■ **Objective**: Please return every one of the following lines without any change, leaving out the pictures.

■ **Point labeling lines**:
************

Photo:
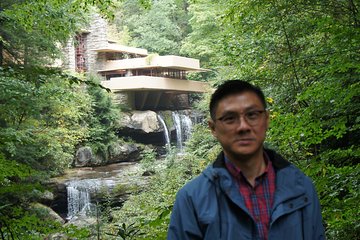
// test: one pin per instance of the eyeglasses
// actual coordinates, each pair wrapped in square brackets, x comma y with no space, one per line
[252,118]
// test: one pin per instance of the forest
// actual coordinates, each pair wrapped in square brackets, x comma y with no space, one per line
[304,54]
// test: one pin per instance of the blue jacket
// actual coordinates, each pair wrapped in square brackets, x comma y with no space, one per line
[210,207]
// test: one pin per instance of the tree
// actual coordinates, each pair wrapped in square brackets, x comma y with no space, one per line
[159,28]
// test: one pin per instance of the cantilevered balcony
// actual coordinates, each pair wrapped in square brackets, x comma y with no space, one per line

************

■ **Correct output**:
Photo:
// test: one pin per instance of the eyeglasses
// actual coordinates, each pair wrapped in square brackets, x comma y with no space, one per line
[252,118]
// test: one pin per instance of the forest
// actual coordinates, each pair wrapped in square brackets, x comma y with no space, one per line
[304,54]
// test: one pin per instance of the blue jacket
// actual coordinates, each pair wrapped in square brackets, x comma y with no space, one per line
[210,207]
// test: one pin per instance of the tree
// actual coordinates, each pair wrapped in square brackets, x comma y with no space, one per line
[159,28]
// test: one pin per instance of the cantilevered balcony
// actual coordinates, each pair wrapped in square brackets, x comma y with no space, one per line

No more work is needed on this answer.